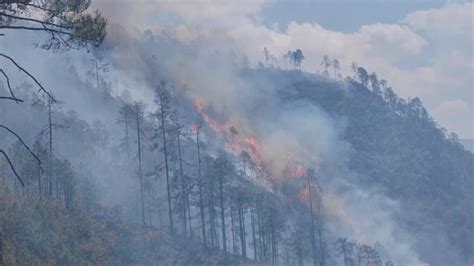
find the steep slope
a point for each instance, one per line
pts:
(396, 146)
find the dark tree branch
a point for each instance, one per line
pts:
(10, 98)
(12, 167)
(29, 75)
(13, 97)
(35, 21)
(10, 27)
(24, 145)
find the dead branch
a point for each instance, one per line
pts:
(13, 97)
(12, 167)
(24, 145)
(29, 75)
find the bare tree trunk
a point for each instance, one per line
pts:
(320, 233)
(165, 153)
(183, 183)
(233, 230)
(201, 206)
(242, 231)
(313, 237)
(253, 235)
(50, 165)
(140, 164)
(126, 134)
(221, 185)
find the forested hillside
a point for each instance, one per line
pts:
(150, 150)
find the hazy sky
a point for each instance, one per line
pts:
(450, 104)
(423, 48)
(342, 15)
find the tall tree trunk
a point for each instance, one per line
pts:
(126, 134)
(232, 228)
(320, 231)
(313, 237)
(183, 183)
(140, 174)
(165, 153)
(221, 188)
(50, 165)
(253, 235)
(201, 204)
(242, 231)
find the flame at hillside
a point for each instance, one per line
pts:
(235, 141)
(240, 139)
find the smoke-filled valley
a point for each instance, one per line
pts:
(125, 144)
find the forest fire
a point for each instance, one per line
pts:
(235, 141)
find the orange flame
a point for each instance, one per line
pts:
(235, 141)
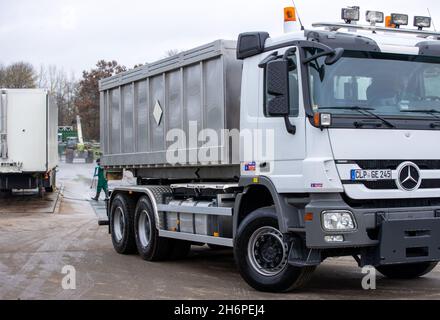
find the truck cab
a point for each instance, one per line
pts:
(343, 119)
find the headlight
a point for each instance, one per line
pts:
(338, 221)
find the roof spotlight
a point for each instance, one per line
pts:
(399, 19)
(422, 22)
(350, 14)
(375, 17)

## Do this
Give the data as a numbered list, omitting blank lines, starting with the line containing "find the truck cab" and continuing through the end of the data.

## Result of this exercise
1. find the truck cab
2. a point for each instance, one per line
3. pts:
4. (343, 119)
5. find the headlight
6. a point for each instance, one per line
7. pts:
8. (338, 221)
9. find the roof spotlight
10. a point for each instance, one per line
11. pts:
12. (399, 19)
13. (422, 22)
14. (350, 14)
15. (375, 17)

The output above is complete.